=== EXERCISE ===
Can you turn the items below into a numbered list, one entry per line, with blank lines dropped and the pictures left out?

═══ ROWS

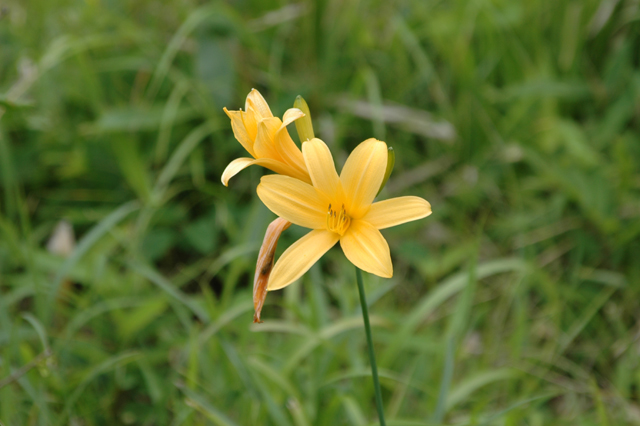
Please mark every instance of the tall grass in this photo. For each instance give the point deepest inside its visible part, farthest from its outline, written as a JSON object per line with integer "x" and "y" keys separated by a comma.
{"x": 515, "y": 303}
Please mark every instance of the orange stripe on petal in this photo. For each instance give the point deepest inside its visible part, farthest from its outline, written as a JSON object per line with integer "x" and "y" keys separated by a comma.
{"x": 321, "y": 169}
{"x": 396, "y": 211}
{"x": 366, "y": 248}
{"x": 362, "y": 175}
{"x": 291, "y": 199}
{"x": 301, "y": 256}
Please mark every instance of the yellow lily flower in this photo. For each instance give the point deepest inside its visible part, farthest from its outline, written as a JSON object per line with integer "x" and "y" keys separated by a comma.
{"x": 338, "y": 208}
{"x": 266, "y": 138}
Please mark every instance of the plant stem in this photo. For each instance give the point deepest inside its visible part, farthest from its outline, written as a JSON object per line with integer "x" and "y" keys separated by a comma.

══════

=== WORKED ANSWER ===
1. Please mark every instance of the tall grass in this photo. For each instance give the point deepest inside its visible part, farthest from its outline, written as a JSON object per line with integer "x" and "y" keys separated by a comma.
2. {"x": 515, "y": 303}
3. Please mark every instance of the orange stripe on petal in this photo. For each instance give the point deepest inside its visible part, farthest from its outline, written as a JSON object per line with integer "x" and "y" keys separated by a comma.
4. {"x": 321, "y": 169}
5. {"x": 396, "y": 211}
6. {"x": 366, "y": 248}
7. {"x": 362, "y": 175}
8. {"x": 291, "y": 199}
9. {"x": 301, "y": 256}
10. Please mark every instance of the yellow lily flower in this photo. For each instance give the point deepest inside its visible part, farthest from its outline, written as a JSON object per line with integer "x" and "y" keys separated by a comma.
11. {"x": 338, "y": 208}
12. {"x": 266, "y": 138}
13. Please mark every instance of the plant stem in this photo. For each instance give the point deepest inside its visible part, farthest from its outline, written as a JSON object per line with integer "x" and "y" keys separated by a comma.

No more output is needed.